### Exercise requirements:
Copy the lines below verbatim, keeping every character and line break unchanged.

### Data provided:

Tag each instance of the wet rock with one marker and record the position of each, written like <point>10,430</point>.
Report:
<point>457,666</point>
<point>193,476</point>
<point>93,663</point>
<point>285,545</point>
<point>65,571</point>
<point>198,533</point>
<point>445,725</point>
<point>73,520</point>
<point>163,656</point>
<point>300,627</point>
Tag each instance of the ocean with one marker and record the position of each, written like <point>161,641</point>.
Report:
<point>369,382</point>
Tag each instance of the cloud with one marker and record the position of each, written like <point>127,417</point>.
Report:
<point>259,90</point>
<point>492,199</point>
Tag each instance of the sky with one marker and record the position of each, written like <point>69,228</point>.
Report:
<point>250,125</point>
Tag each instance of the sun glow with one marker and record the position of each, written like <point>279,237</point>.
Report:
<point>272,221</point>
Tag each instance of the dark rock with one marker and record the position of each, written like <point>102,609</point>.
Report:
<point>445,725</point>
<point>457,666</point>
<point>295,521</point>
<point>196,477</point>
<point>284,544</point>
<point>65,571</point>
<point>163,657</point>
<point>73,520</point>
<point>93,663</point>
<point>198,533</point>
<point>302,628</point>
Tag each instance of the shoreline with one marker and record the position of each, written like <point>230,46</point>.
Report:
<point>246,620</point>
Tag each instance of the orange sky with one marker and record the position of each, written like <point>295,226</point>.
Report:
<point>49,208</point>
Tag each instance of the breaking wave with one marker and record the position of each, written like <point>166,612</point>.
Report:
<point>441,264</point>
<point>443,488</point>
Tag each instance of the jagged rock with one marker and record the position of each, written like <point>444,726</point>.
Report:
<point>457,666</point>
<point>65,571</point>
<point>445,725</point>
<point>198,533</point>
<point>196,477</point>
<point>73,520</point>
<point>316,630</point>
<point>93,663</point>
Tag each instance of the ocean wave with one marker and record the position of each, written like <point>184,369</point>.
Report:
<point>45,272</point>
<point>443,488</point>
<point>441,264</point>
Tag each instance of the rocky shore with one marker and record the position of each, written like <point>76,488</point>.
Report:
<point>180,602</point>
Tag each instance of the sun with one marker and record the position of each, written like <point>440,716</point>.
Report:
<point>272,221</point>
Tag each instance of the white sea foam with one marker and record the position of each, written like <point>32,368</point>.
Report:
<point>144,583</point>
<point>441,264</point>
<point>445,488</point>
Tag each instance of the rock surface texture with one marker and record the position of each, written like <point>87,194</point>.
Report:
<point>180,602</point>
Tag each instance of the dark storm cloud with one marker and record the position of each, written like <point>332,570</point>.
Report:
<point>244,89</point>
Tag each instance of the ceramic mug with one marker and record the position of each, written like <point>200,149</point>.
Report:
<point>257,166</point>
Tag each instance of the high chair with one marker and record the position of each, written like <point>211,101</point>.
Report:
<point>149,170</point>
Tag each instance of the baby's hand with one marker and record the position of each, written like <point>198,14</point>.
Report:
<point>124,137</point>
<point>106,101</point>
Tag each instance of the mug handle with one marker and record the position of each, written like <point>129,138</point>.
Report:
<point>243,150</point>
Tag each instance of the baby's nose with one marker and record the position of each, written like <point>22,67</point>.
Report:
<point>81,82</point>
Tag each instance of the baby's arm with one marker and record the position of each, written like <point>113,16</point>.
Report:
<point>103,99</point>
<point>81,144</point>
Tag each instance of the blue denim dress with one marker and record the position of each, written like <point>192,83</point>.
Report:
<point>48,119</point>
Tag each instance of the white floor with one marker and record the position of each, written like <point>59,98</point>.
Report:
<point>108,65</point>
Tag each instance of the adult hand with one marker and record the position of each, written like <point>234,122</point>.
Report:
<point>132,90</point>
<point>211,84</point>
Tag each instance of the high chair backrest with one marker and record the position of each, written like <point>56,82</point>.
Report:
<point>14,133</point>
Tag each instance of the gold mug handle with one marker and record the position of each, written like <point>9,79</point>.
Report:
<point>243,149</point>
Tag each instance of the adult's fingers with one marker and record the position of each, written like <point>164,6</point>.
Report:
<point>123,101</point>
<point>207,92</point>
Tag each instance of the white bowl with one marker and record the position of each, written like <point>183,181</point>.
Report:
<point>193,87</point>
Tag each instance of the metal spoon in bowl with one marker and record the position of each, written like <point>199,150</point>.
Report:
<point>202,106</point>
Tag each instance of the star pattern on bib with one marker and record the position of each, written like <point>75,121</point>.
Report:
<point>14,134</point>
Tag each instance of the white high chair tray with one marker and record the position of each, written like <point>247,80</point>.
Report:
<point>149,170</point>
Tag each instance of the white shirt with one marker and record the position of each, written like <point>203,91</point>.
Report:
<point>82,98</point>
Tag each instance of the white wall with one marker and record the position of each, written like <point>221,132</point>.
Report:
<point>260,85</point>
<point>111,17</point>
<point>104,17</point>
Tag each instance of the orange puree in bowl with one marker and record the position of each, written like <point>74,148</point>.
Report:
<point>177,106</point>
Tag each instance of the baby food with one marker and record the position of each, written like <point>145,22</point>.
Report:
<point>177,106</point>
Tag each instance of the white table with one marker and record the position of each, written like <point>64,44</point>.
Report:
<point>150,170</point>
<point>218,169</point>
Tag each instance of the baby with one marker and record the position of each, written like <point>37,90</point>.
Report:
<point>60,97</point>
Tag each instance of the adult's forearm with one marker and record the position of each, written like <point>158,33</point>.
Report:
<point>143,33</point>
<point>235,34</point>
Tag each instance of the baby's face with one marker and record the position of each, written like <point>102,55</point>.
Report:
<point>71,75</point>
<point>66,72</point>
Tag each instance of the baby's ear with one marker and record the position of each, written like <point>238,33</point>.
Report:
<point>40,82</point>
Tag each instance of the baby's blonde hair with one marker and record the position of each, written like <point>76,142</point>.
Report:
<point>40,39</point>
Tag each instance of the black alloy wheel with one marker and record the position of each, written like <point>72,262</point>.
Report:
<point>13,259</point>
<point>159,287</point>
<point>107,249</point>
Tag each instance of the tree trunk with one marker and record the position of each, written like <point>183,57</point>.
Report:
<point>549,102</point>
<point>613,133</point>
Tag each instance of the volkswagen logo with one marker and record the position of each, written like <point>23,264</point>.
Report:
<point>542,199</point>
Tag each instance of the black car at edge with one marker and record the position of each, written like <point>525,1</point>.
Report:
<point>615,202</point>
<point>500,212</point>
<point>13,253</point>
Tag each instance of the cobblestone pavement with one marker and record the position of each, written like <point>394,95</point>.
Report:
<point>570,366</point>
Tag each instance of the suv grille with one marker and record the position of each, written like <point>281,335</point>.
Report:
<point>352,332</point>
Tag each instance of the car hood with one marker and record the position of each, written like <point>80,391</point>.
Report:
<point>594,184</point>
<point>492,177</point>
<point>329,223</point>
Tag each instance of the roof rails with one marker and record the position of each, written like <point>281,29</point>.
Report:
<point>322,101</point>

### Solved exercise:
Tag each instance of the wet rock with one marker and record the position of each, written like <point>10,430</point>.
Report:
<point>457,666</point>
<point>193,476</point>
<point>93,663</point>
<point>285,545</point>
<point>65,571</point>
<point>198,533</point>
<point>445,725</point>
<point>73,520</point>
<point>163,656</point>
<point>300,627</point>
Tag each instance of the ocean with one marker and record the position of each, written like <point>161,641</point>.
Report:
<point>369,382</point>
Tag each instance of the cloud with one marker and record the position of each, written like <point>127,417</point>.
Report:
<point>259,90</point>
<point>492,199</point>
Tag each instance of the sky with one marker and record the position of each, written like <point>69,228</point>.
Report:
<point>250,125</point>
Tag each instance of the sun glow with one marker and record the position of each, written like <point>279,237</point>.
Report:
<point>272,221</point>
Tag each instance of the dark rock with one marker and record the position of each, written like <point>102,609</point>.
Report:
<point>445,725</point>
<point>457,666</point>
<point>295,521</point>
<point>196,477</point>
<point>284,544</point>
<point>65,571</point>
<point>163,657</point>
<point>73,520</point>
<point>93,663</point>
<point>198,533</point>
<point>302,628</point>
Tag each instance of the shoreline with one marker and record the position of each, written like <point>230,46</point>.
Report:
<point>246,620</point>
Tag each instance of the orange sky with one marker and record the position of each, written like <point>295,226</point>.
Report:
<point>49,208</point>
Tag each instance of the breaking wave with one marker and record the position of each, written like <point>166,612</point>.
Report:
<point>441,264</point>
<point>443,488</point>
Tag each instance of the jagged rock with one marker and record the position of each, written like <point>444,726</point>.
Report:
<point>457,666</point>
<point>65,571</point>
<point>445,725</point>
<point>198,533</point>
<point>196,477</point>
<point>73,520</point>
<point>316,630</point>
<point>93,663</point>
Tag each instance of the ocean wave with one marker and record the position of each, written like <point>184,369</point>.
Report:
<point>45,272</point>
<point>443,488</point>
<point>441,264</point>
Tag each instance of the rocky shore with one marker and record the position of each, written like <point>76,488</point>.
Report:
<point>180,602</point>
Tag each instance of the sun with one marker and record the position of each, written like <point>440,716</point>.
Report:
<point>272,221</point>
Tag each instance of the white sea foam with one marker and record the position of each, written like <point>32,368</point>.
Report:
<point>144,583</point>
<point>441,264</point>
<point>445,488</point>
Tag each instance of the rock surface texture with one marker and record the position of each, written like <point>87,194</point>.
Report:
<point>180,602</point>
Tag each instance of the dark storm cloud with one marker and record the position of each, written like <point>332,570</point>.
Report:
<point>244,89</point>
Tag each instance of the ceramic mug with one marker and record the position of each, written like <point>200,149</point>.
Report:
<point>257,166</point>
Tag each instance of the high chair with one marker and record the position of each, written like <point>211,101</point>.
Report:
<point>149,170</point>
Tag each instance of the baby's hand with one marker and record the position of each, written like <point>198,14</point>.
Report:
<point>124,137</point>
<point>106,101</point>
Tag each instance of the mug handle with one marker and record the position of each, written like <point>129,138</point>.
Report:
<point>243,150</point>
Tag each instance of the baby's nose with one marker and record the position of each, written like <point>22,67</point>.
Report:
<point>81,82</point>
Tag each instance of the baby's arm with one marker and record the position of each, written like <point>113,16</point>.
Report:
<point>103,99</point>
<point>81,144</point>
Tag each instance of the blue denim dress with one marker and record the position of each, written like <point>192,83</point>.
Report:
<point>48,119</point>
Tag each instance of the white floor with one marker and record the position of each, written like <point>59,98</point>.
Report:
<point>108,65</point>
Tag each instance of the adult hand with one marker and record the position of each, written like <point>234,122</point>.
Report:
<point>132,90</point>
<point>211,84</point>
Tag each instance of the high chair backrest with one marker and record the position of each, written like <point>56,82</point>.
Report:
<point>14,133</point>
Tag each instance of the gold mug handle with one marker and record the position of each, written like <point>9,79</point>.
Report:
<point>243,149</point>
Tag each instance of the adult's fingers with one marker and record the position of each, written like <point>164,6</point>.
Report:
<point>123,101</point>
<point>207,92</point>
Tag each instance of the white bowl with one marker and record the position of each, written like <point>183,181</point>.
Report:
<point>193,87</point>
Tag each instance of the metal spoon in bowl with one marker and record the position of each, written like <point>199,150</point>.
Report:
<point>202,106</point>
Tag each instance of the star pattern on bib with one marker and record the position of each, written like <point>75,121</point>.
Report:
<point>14,134</point>
Tag each instance of the white high chair tray with one marker and record the position of each, written like <point>247,80</point>.
Report:
<point>149,170</point>
Tag each instance of the white shirt with one marker and record the position of each, written like <point>203,91</point>.
Report:
<point>82,98</point>
Tag each instance of the white wall with one marker and record the position of each, written like <point>221,132</point>.
Report:
<point>260,85</point>
<point>111,17</point>
<point>104,17</point>
Tag each instance of the orange puree in bowl with one marker and record the position of each, written like <point>74,148</point>.
Report:
<point>177,106</point>
Tag each instance of the baby food with one marker and record the position of each, written like <point>145,22</point>.
Report:
<point>177,106</point>
Tag each instance of the white table with one marker and record the position of each, written like <point>64,44</point>.
Report:
<point>150,170</point>
<point>218,169</point>
Tag each instance of the baby with one marker and record the position of each, written like <point>37,90</point>.
Report:
<point>60,97</point>
Tag each instance of the adult's forearm with one marker and record the position of each, written like <point>158,33</point>.
Report:
<point>143,33</point>
<point>235,34</point>
Tag each instance of the baby's face with one marker and record the position of each, written like <point>102,55</point>.
Report:
<point>71,75</point>
<point>66,72</point>
Tag each instance of the baby's ear with one marker and record the position of each, written like <point>238,33</point>.
Report:
<point>40,82</point>
Tag each instance of the baby's blonde hair with one marker and record the position of each, written like <point>76,142</point>.
Report:
<point>40,39</point>
Tag each instance of the black alloy wheel with one marker and record the position of each, written like <point>72,262</point>.
Report:
<point>13,259</point>
<point>159,287</point>
<point>107,249</point>
Tag each instance of the tree trunk with one marker and record the position of each, written like <point>183,57</point>.
Report:
<point>549,102</point>
<point>613,133</point>
Tag each instance of the volkswagen logo with one marker and record the position of each, written like <point>23,264</point>.
Report:
<point>542,199</point>
Tag each instance of the black car at edge with one marker and record the position of each, written like <point>525,1</point>.
Report:
<point>615,202</point>
<point>500,212</point>
<point>13,253</point>
Tag each instance of the cobblestone pavement with one marker and record the position of each, written like <point>394,95</point>.
Report:
<point>570,366</point>
Tag each instance of the suv grille with one marker and record the position of each, written like <point>281,335</point>.
Report:
<point>352,332</point>
Tag each instance of the car hood with one marker and record the position of each, written like <point>80,391</point>.
Report:
<point>594,184</point>
<point>492,177</point>
<point>329,223</point>
Tag each instance of the roof rails with one marker and record the position of each, written like <point>281,29</point>.
Report:
<point>322,101</point>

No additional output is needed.